▸ **Exercise brief**: Transcribe the entries that follow exactly as they appear, minus pictures.

.....

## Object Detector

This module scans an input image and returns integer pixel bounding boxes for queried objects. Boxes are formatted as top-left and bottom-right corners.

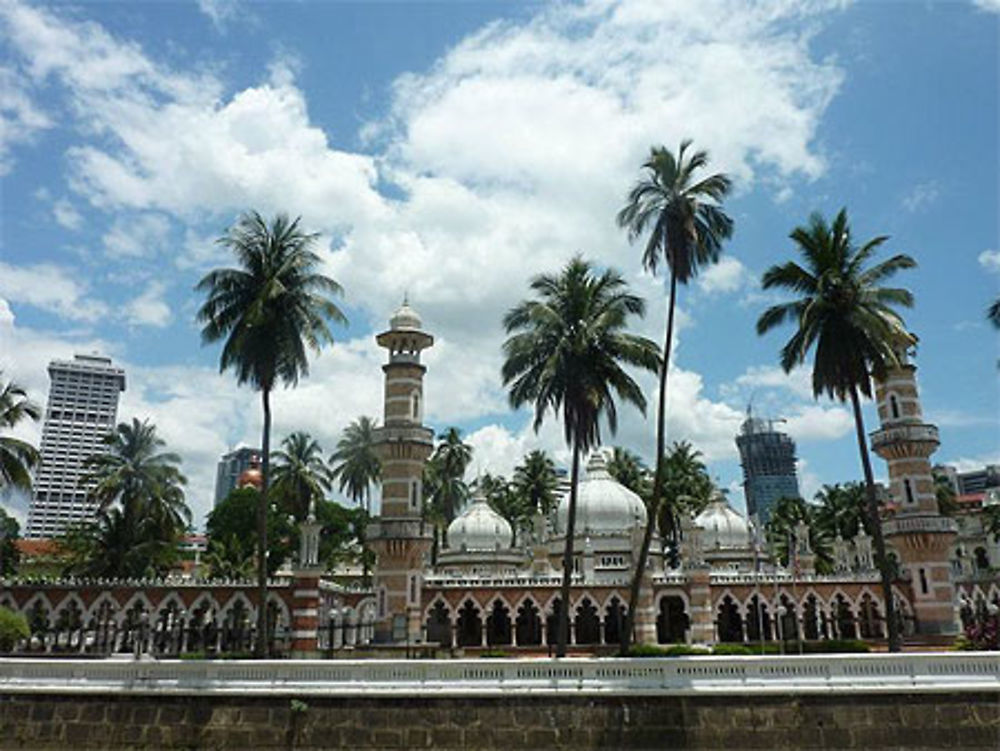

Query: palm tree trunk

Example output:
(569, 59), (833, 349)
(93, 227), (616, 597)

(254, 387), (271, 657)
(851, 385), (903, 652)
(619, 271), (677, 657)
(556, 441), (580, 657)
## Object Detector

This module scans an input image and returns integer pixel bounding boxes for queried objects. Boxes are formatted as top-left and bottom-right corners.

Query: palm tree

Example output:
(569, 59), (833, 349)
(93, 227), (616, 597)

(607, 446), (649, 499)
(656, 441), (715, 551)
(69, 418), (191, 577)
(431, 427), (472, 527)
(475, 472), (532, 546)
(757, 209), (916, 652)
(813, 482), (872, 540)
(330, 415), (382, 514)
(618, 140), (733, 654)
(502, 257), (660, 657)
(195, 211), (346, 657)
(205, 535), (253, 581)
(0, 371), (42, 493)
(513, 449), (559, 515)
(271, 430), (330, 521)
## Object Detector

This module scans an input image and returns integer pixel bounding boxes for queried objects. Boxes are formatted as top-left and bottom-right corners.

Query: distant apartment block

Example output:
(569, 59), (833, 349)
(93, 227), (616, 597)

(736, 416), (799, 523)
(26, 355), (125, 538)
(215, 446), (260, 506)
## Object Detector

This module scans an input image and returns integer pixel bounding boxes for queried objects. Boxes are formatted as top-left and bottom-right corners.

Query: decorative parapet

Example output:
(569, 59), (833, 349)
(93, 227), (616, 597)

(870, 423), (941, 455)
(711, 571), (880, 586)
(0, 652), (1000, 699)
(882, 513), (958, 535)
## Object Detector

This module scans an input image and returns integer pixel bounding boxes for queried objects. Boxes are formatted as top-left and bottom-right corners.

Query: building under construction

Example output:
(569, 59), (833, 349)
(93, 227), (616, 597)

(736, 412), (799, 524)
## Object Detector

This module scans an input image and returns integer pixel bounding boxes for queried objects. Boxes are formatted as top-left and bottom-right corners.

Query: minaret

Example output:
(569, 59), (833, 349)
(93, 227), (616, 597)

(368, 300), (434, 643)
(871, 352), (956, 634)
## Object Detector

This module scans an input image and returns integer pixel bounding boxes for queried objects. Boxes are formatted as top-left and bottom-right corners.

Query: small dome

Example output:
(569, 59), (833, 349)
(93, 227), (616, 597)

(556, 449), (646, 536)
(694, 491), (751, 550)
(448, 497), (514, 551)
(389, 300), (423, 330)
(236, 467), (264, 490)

.....

▸ **Complete output**:
## Object Detector

This module scans an input image and returns integer pixel bounding boxes for queried objects. Boxes are formatted as top-left and bottom-right corners.


Query: palm tree trunk

Example output:
(569, 59), (833, 349)
(93, 227), (616, 597)

(254, 387), (271, 657)
(851, 385), (903, 652)
(619, 271), (677, 657)
(556, 441), (580, 657)
## Object Detector

This module scans an input image and returns integer pixel bounding boxes for queried objects. Boxes are formatted as top-left and bottom-right corners.

Query: palm tree

Example output:
(569, 59), (833, 349)
(93, 227), (616, 597)

(607, 446), (649, 499)
(656, 441), (715, 551)
(69, 418), (191, 577)
(431, 427), (472, 527)
(475, 472), (532, 546)
(757, 209), (916, 652)
(813, 482), (872, 540)
(330, 415), (382, 514)
(618, 140), (733, 654)
(502, 257), (660, 657)
(195, 211), (346, 657)
(205, 535), (253, 581)
(0, 371), (42, 493)
(513, 449), (559, 515)
(271, 430), (330, 521)
## Object Detector

This module scans an input image and returns integer pixel bounding boxes for queried objects. Boxes are formatted as top-left and bottom-right corners.

Query: distant apartment block

Example output:
(569, 59), (833, 349)
(93, 227), (616, 597)

(736, 416), (799, 523)
(26, 355), (125, 538)
(215, 446), (260, 506)
## Object Detector

This module scans an input image and returns integer pixel bounding boxes for queried objects. Boxes are formatted as top-left and bottom-right corners.

Query: decorative parapet

Example output:
(569, 59), (833, 349)
(93, 227), (616, 597)

(870, 423), (941, 455)
(711, 571), (880, 586)
(0, 652), (1000, 699)
(882, 513), (958, 535)
## Object Detector

This module scans an input image and returns integer pixel bounding boxes for queried objects. Boxes are formatted as top-left and bottom-right corners.

Query: building under construction

Example output:
(569, 59), (833, 349)
(93, 227), (616, 597)

(736, 412), (799, 524)
## Object Detector

This module scans an input image and returns integer pixel bounding boxes for queried objects. Boxes are formatted as top-left and bottom-right corners.

Query: minaret

Example output:
(569, 59), (833, 349)
(93, 227), (616, 597)

(368, 300), (434, 643)
(871, 352), (956, 634)
## Object Detector

This module scans an input image and returns integer pixel bounding boxes for queried objects. Boxes are formatted as top-left and bottom-right corners.

Query: small dome

Example output:
(569, 59), (833, 349)
(93, 227), (616, 597)

(556, 449), (646, 536)
(694, 491), (751, 550)
(448, 497), (514, 551)
(389, 300), (423, 330)
(236, 467), (264, 490)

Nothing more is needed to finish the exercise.